[Alıştırma 1]: Aşağıdaki girdilerde "below" kelimesinin geçtiği satırların sayısını yalnızca sayı olarak verin; büyük-küçük harf ayrımı dikkate alınmalıdır.

[Belge]:
==========
5
Mayıs
2024
Pazar
ŞANLIURFA

Çiftçilerin yeni umudu: Aspir

Şanlıurfa'nın Viranşehir İlçesi'nde ilk kez ekilen Aspir bitkisi, çiftçilerin umut kaynağı oldu. Yaz sıcağına, kışın da yağışa dayanaklı olan Aspir bitkisi biçerdöverlerle biçildi.

Viranşehir İlçe Tarım Müdürlüğü Tarımsal Araştırma Enstitüsü tarafından Aspir bitkisinin hasadı bayram havasında yapıldı. Aspir tanıtımına Viranşehir Kaymakamı Ogün Bahadır, kurum amirleri ve çok sayıda çiftçi katıldı. Gönüllü köyünde 2,5 dekar üzerinde susuz ekilen Aspir bitkisi programına katılan protokol üyeleri ve çiftçiler Aspir bitkisinin hasadının mutluluğunu yaşadılar.
==========
[Verilen Malzeme]:
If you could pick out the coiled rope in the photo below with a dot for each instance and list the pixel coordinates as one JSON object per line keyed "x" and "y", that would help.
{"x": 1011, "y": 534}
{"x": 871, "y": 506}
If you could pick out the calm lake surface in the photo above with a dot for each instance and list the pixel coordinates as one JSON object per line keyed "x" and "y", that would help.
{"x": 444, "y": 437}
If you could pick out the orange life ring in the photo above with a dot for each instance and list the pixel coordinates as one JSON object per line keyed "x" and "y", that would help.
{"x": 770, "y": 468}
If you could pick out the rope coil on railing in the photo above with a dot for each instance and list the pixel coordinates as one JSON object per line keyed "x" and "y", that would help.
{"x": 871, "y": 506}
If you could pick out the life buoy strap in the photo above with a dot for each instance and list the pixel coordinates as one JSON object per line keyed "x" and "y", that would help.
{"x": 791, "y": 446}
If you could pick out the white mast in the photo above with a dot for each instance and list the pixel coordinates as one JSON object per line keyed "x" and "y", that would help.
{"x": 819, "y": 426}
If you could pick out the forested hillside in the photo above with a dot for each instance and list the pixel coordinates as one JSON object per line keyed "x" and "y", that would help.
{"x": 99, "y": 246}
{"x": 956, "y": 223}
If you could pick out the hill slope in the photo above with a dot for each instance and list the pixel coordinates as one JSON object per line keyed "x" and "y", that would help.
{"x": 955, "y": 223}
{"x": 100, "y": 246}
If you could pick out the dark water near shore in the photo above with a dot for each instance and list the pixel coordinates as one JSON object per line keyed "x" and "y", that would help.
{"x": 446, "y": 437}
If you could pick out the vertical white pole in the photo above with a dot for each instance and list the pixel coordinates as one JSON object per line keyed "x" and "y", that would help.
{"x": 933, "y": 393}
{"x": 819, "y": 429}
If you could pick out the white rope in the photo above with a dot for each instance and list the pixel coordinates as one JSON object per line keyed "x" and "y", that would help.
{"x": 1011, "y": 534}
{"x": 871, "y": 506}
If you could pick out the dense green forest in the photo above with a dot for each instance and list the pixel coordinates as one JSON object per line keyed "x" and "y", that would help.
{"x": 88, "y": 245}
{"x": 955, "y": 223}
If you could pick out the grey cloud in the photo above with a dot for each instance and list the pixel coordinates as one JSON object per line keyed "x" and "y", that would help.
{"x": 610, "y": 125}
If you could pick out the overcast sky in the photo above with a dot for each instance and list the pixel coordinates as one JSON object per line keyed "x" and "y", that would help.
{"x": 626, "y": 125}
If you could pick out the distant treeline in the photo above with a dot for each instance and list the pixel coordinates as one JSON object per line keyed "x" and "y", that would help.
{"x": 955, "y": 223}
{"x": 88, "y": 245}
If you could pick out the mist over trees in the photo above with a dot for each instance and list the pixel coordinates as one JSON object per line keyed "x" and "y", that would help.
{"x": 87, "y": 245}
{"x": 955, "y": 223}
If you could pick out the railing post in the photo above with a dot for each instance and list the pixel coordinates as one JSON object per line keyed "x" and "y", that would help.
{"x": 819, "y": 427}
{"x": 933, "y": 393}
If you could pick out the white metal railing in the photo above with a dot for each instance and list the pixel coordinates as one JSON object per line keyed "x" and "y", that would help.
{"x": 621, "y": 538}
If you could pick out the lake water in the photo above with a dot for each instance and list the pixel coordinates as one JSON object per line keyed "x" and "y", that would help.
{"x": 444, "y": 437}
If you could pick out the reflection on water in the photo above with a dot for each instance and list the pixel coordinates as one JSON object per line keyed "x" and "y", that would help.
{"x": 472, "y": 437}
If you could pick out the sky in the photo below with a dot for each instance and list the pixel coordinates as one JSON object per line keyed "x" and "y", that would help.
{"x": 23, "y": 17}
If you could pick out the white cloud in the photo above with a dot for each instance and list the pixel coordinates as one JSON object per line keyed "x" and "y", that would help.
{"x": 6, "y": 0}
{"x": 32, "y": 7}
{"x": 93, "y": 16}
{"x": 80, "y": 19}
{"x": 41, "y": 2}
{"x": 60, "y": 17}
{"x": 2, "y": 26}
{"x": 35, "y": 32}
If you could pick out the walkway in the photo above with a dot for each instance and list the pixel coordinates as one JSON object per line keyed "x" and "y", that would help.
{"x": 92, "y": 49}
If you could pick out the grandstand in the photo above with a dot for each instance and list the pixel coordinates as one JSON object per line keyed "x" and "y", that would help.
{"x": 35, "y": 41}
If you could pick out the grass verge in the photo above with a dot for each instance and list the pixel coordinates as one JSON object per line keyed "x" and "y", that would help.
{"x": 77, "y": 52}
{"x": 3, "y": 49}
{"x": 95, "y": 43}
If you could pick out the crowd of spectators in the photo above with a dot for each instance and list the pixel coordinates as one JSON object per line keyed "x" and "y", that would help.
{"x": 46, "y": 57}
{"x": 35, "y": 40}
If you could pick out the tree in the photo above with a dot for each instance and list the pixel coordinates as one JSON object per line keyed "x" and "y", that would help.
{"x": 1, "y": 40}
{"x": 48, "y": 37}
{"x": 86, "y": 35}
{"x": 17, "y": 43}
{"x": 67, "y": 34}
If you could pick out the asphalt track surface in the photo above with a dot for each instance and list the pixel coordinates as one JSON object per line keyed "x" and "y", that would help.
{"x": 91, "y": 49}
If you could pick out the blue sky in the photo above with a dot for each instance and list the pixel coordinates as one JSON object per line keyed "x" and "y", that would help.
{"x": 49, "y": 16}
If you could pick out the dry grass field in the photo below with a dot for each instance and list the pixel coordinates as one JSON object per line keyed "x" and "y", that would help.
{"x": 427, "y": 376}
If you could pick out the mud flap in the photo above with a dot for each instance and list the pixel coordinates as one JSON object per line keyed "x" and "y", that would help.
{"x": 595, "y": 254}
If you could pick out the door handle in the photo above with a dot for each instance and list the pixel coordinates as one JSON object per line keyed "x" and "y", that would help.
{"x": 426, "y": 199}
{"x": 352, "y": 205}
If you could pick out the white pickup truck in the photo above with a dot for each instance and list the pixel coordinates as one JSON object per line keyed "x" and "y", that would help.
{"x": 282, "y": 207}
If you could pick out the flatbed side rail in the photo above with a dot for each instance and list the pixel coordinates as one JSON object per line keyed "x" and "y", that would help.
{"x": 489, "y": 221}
==========
[Alıştırma 2]:
Yukarıdaki belgeye göre şu soruları yanıtlayın:
(a) Aspir bitkisi hangi araçlarla biçildi?
(b) Aspir bitkisinin hasadı hangi kurum tarafından yapıldı?
(c) Aspir bitkisi Gönüllü köyünde kaç dekar üzerinde ve nasıl ekildi?

[Çözüm 1]: 3

[Çözüm 2]:
(a) Biçerdöverlerle.
(b) Viranşehir İlçe Tarım Müdürlüğü Tarımsal Araştırma Enstitüsü tarafından.
(c) 2,5 dekar üzerinde, susuz olarak.